I mean, again, we are very and our CMO, who's brilliant, she always says like we are very community led. So we don't call our shoppers shoppers. We call them our community because they are more just people that buy products from us. Like, even if you don't buy anything from us, we want you to be part of our community, right? Yeah, and some of that is just like social engagement. We put out like we were one of the very first beauty brands on TikTok. We put out a music video. We put out music like we're somewhat of an entertainment company and I think that also makes us like very relevant, especially to like the younger generations even myself, no longer younger but it just starts that social buzz. If you want to be part of it and it's not just about we want you to buy something which just also feels like a friend, right, Like there's so much user generated content.

Speaker 3:

Because of that, you know the good and the bad is. It's crazy. We are picked up on TikTok or buy, like someone like McKayla who's a huge influencer, and we might just say, oh, she loves this product, she posts it, and then, yeah, I mean units go through the roof, which is great for me, terrible for forecasting.

Speaker 1:

Yeah, yeah, it's a buy chain.
--*--
_Required work_
#1 Decide whether each statement agrees with the transcript. Answer yes or no and quote the words that settle it.
(a) The brand refers to its shoppers as its community.
(b) The brand was among the first beauty brands on TikTok.
(c) A post from a big influencer makes forecasting easier.
#2 Quote each complete description of the brand that the opening paragraph of the transcript starts with "we are," "we were," or "we're".
The entries that follow have nothing to do with this.

Extracted records
--*--
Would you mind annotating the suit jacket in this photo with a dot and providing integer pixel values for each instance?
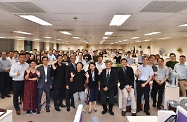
(126, 78)
(41, 80)
(113, 80)
(58, 75)
(69, 69)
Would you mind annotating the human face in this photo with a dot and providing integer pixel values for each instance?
(59, 59)
(32, 64)
(182, 60)
(72, 59)
(108, 65)
(160, 62)
(92, 67)
(79, 67)
(3, 55)
(22, 59)
(45, 61)
(123, 63)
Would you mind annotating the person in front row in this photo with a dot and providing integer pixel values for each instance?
(44, 84)
(17, 73)
(79, 78)
(126, 79)
(181, 69)
(58, 71)
(93, 85)
(159, 82)
(144, 75)
(108, 84)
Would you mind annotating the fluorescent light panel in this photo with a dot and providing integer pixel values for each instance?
(35, 19)
(108, 33)
(152, 33)
(118, 20)
(22, 32)
(65, 32)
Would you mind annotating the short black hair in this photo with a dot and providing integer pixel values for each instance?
(172, 54)
(182, 56)
(44, 57)
(160, 59)
(123, 59)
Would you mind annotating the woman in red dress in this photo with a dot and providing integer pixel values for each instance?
(30, 88)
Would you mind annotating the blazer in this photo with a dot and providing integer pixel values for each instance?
(91, 82)
(69, 69)
(41, 80)
(58, 75)
(126, 78)
(113, 80)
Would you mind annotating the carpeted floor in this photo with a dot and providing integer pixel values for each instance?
(65, 116)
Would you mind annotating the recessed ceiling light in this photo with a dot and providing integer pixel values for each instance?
(22, 32)
(135, 37)
(164, 38)
(47, 37)
(35, 19)
(105, 37)
(108, 33)
(118, 20)
(65, 32)
(152, 33)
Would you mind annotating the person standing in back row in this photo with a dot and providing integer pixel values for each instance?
(144, 75)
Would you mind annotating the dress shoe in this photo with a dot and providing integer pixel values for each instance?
(18, 112)
(133, 114)
(111, 112)
(147, 112)
(2, 96)
(57, 109)
(38, 112)
(68, 109)
(104, 112)
(47, 110)
(158, 107)
(7, 95)
(62, 105)
(123, 113)
(138, 110)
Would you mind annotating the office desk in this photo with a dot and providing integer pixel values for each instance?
(7, 117)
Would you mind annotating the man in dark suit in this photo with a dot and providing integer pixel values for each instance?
(71, 67)
(126, 79)
(44, 84)
(58, 71)
(108, 79)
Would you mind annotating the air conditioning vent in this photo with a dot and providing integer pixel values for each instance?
(165, 6)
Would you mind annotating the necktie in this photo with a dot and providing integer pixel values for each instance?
(107, 78)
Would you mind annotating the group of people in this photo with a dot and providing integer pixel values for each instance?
(29, 75)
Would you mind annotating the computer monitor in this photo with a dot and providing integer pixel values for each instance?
(181, 114)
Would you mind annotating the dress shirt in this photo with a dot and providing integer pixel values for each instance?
(45, 70)
(130, 60)
(51, 57)
(146, 72)
(181, 69)
(18, 67)
(4, 63)
(162, 73)
(139, 59)
(12, 60)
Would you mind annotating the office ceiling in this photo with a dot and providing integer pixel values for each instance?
(93, 21)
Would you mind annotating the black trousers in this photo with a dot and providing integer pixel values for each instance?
(69, 96)
(18, 87)
(103, 97)
(59, 94)
(160, 90)
(140, 91)
(4, 83)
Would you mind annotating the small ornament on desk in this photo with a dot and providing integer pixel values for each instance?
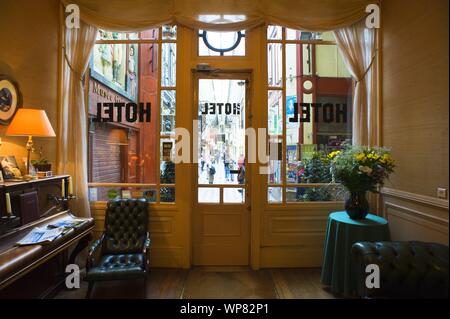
(32, 174)
(42, 164)
(44, 174)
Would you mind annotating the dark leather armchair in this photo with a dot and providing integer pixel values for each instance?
(122, 248)
(407, 269)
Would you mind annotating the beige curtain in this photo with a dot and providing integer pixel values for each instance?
(72, 128)
(358, 46)
(133, 15)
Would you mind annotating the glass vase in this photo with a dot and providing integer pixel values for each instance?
(356, 205)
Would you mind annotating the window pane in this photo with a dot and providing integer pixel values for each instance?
(274, 32)
(275, 112)
(169, 32)
(221, 121)
(274, 61)
(292, 34)
(275, 175)
(149, 34)
(275, 194)
(168, 64)
(123, 145)
(314, 74)
(167, 194)
(208, 195)
(107, 35)
(168, 106)
(233, 195)
(167, 168)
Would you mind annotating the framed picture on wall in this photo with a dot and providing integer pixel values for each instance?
(10, 169)
(10, 99)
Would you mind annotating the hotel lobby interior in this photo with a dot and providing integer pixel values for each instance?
(271, 149)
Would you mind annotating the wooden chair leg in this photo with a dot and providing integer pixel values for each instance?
(144, 290)
(90, 288)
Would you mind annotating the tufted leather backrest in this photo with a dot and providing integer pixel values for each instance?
(126, 224)
(407, 269)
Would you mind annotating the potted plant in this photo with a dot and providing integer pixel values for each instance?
(42, 164)
(360, 169)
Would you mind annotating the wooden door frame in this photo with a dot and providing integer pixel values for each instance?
(234, 74)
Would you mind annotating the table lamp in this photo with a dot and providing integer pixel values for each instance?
(30, 122)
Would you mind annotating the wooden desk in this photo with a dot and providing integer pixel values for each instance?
(38, 271)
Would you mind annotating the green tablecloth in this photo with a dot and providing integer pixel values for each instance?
(342, 232)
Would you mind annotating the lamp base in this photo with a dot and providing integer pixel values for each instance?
(28, 177)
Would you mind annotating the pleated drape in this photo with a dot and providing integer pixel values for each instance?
(133, 15)
(357, 45)
(72, 130)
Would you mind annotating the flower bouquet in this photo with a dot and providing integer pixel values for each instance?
(360, 169)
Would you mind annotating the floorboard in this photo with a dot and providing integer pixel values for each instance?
(213, 283)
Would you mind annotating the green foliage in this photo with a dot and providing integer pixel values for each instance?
(167, 177)
(41, 161)
(316, 170)
(362, 168)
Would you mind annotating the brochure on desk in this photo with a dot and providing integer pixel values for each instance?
(48, 233)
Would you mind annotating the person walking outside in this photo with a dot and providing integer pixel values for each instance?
(211, 172)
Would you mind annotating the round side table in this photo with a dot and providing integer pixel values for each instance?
(342, 232)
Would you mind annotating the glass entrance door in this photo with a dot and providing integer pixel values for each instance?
(221, 215)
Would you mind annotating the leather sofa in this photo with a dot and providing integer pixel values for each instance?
(407, 269)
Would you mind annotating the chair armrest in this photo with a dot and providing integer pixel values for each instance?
(146, 243)
(145, 250)
(92, 250)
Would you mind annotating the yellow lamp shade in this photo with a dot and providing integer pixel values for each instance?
(30, 122)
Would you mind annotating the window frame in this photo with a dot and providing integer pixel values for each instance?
(284, 185)
(158, 186)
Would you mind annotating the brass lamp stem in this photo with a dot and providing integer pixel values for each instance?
(29, 148)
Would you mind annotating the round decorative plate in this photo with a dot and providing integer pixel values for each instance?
(9, 100)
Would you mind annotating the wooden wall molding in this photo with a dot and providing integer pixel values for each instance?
(416, 213)
(415, 216)
(417, 198)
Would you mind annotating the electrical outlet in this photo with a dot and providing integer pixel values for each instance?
(442, 193)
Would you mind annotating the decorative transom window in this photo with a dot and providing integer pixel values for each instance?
(213, 43)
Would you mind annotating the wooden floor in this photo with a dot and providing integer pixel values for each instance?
(214, 282)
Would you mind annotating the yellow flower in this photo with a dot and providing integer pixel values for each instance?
(333, 154)
(365, 169)
(361, 157)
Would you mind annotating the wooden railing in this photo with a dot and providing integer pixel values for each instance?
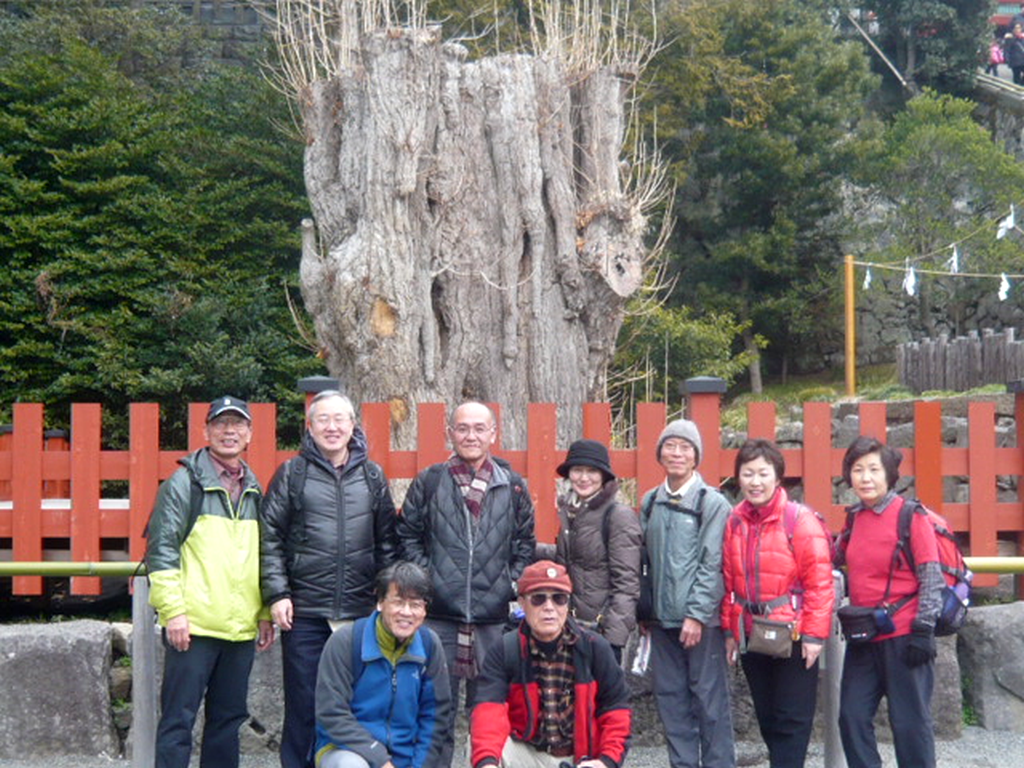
(53, 492)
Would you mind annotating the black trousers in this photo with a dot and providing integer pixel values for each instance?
(300, 648)
(784, 694)
(875, 670)
(214, 671)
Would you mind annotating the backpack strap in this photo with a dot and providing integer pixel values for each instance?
(297, 471)
(358, 627)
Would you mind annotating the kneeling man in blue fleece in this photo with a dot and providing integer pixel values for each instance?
(382, 687)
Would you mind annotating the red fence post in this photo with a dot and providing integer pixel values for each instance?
(197, 425)
(542, 431)
(85, 448)
(817, 463)
(143, 471)
(981, 468)
(27, 485)
(1017, 387)
(705, 409)
(56, 480)
(650, 422)
(6, 437)
(928, 454)
(262, 453)
(431, 437)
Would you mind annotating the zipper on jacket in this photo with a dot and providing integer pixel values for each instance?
(339, 567)
(390, 709)
(469, 570)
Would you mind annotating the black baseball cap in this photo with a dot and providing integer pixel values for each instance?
(227, 404)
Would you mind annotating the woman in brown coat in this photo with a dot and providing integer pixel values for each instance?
(599, 544)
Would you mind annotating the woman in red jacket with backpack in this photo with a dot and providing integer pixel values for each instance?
(778, 600)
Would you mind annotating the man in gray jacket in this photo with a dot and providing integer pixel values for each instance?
(328, 526)
(683, 522)
(469, 521)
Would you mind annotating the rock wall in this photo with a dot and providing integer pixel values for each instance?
(57, 680)
(55, 683)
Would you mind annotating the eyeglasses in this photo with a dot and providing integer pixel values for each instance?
(464, 430)
(227, 422)
(325, 420)
(678, 446)
(414, 605)
(537, 599)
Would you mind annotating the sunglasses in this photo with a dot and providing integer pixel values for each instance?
(537, 599)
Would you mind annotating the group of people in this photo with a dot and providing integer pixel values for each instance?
(1008, 47)
(383, 613)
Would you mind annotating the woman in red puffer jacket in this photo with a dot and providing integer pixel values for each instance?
(778, 602)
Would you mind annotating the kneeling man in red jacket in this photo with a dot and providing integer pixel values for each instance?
(551, 692)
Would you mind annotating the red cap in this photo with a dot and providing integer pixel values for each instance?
(545, 573)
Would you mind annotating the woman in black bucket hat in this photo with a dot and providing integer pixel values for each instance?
(599, 544)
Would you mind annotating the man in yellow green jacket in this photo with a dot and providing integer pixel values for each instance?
(203, 560)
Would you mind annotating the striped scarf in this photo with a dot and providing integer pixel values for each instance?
(555, 677)
(472, 484)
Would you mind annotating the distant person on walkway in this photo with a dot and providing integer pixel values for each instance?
(203, 560)
(899, 662)
(382, 689)
(551, 692)
(1014, 51)
(777, 566)
(599, 543)
(328, 527)
(995, 55)
(469, 521)
(683, 523)
(1018, 18)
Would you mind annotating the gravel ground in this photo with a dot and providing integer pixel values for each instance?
(976, 749)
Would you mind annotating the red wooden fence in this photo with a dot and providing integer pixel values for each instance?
(33, 471)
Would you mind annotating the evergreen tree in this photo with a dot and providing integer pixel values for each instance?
(150, 208)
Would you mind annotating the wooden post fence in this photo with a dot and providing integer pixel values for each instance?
(32, 468)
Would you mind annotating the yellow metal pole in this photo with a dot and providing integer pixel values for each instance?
(851, 331)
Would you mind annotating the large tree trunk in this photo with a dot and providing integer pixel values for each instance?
(474, 239)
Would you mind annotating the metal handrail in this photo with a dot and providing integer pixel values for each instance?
(127, 568)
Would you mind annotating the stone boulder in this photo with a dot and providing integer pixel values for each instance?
(991, 647)
(55, 679)
(261, 732)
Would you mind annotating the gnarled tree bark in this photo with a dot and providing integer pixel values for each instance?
(473, 239)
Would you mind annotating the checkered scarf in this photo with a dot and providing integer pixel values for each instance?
(555, 675)
(473, 484)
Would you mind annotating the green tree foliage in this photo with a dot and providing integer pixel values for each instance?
(760, 212)
(939, 179)
(934, 42)
(662, 348)
(148, 211)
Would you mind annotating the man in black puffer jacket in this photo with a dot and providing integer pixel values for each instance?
(470, 522)
(328, 526)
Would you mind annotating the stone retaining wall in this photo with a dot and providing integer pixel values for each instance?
(58, 678)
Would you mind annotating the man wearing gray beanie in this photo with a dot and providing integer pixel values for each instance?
(683, 521)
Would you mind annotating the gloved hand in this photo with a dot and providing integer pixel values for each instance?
(921, 649)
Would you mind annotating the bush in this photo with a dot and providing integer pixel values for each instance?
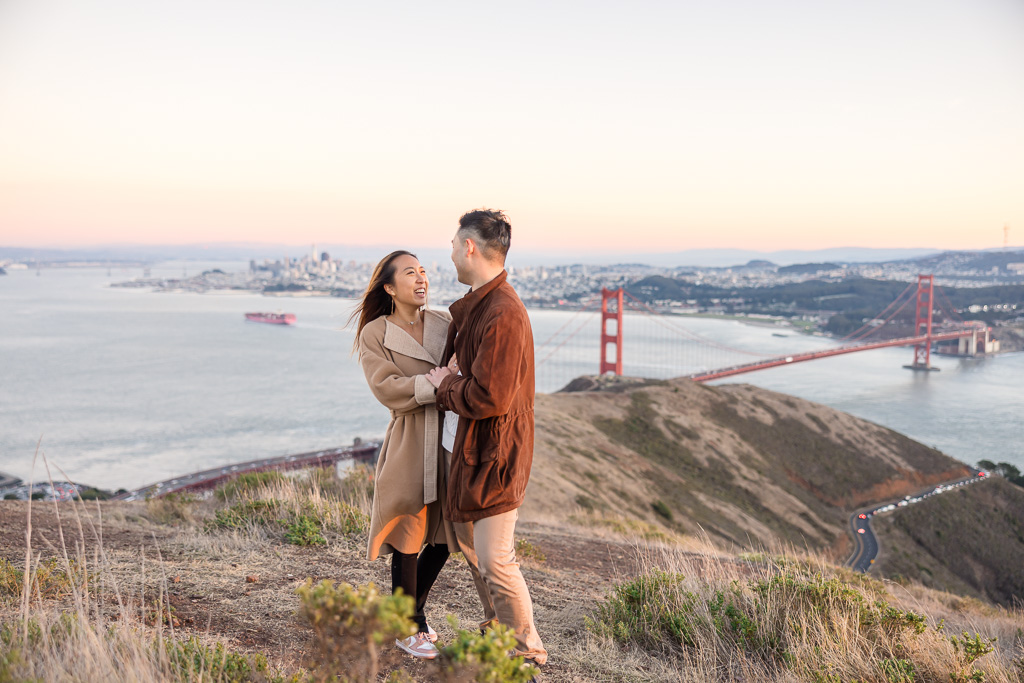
(192, 660)
(484, 657)
(350, 625)
(525, 550)
(662, 510)
(791, 620)
(303, 522)
(305, 530)
(48, 581)
(967, 650)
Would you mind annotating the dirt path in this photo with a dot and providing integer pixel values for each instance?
(242, 589)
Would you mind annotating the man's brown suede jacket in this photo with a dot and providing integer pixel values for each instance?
(494, 398)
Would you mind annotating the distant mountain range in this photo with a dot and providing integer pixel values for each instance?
(245, 252)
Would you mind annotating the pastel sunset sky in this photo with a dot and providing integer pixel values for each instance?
(632, 126)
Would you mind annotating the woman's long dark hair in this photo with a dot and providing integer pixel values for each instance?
(375, 301)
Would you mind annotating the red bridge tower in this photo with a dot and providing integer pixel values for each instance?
(923, 323)
(614, 296)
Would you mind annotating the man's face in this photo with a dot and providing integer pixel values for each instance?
(459, 258)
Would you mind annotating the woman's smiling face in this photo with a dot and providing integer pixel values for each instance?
(410, 284)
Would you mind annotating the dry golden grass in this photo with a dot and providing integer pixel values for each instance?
(144, 578)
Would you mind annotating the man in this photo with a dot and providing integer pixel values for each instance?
(487, 392)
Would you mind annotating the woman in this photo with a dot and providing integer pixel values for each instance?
(398, 341)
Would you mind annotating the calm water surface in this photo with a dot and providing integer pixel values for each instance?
(125, 387)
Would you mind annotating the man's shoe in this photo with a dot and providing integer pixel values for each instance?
(419, 646)
(535, 669)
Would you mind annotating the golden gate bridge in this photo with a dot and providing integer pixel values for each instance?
(679, 351)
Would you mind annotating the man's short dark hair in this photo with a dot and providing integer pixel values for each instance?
(491, 229)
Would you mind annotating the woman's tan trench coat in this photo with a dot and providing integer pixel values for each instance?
(410, 483)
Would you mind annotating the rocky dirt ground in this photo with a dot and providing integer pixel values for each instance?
(241, 588)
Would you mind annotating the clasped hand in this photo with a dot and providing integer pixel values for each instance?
(437, 374)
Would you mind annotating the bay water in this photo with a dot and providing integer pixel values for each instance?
(123, 387)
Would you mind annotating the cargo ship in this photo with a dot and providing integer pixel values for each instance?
(272, 318)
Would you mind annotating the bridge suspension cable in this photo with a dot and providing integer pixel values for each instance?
(867, 326)
(881, 325)
(659, 318)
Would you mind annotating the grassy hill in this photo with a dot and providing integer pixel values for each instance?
(745, 466)
(671, 531)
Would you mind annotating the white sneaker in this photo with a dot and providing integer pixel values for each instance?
(419, 646)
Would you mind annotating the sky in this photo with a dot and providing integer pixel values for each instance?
(640, 126)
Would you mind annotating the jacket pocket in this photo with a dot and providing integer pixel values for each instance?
(483, 441)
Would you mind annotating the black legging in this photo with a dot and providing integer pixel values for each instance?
(415, 575)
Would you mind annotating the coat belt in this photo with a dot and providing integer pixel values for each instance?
(431, 429)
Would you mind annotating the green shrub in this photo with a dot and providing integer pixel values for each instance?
(305, 530)
(662, 510)
(92, 494)
(768, 619)
(898, 671)
(483, 657)
(347, 518)
(48, 581)
(524, 549)
(246, 515)
(193, 662)
(350, 625)
(967, 650)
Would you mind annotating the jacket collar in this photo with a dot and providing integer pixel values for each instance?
(464, 306)
(434, 335)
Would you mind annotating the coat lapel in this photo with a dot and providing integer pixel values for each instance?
(434, 329)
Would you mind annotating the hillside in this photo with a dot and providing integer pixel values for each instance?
(671, 531)
(970, 542)
(745, 466)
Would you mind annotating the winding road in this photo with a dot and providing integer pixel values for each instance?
(866, 544)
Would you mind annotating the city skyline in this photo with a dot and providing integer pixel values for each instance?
(662, 127)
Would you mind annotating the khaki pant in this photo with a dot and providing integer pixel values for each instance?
(489, 549)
--*--
_Per-task outputs_
#1
(a) Yes: "We call them our community"
(b) Yes: "we were one of the very first beauty brands on TikTok"
(c) No: "terrible for forecasting"

#2
- very community led
- one of the very first beauty brands on TikTok
- somewhat of an entertainment company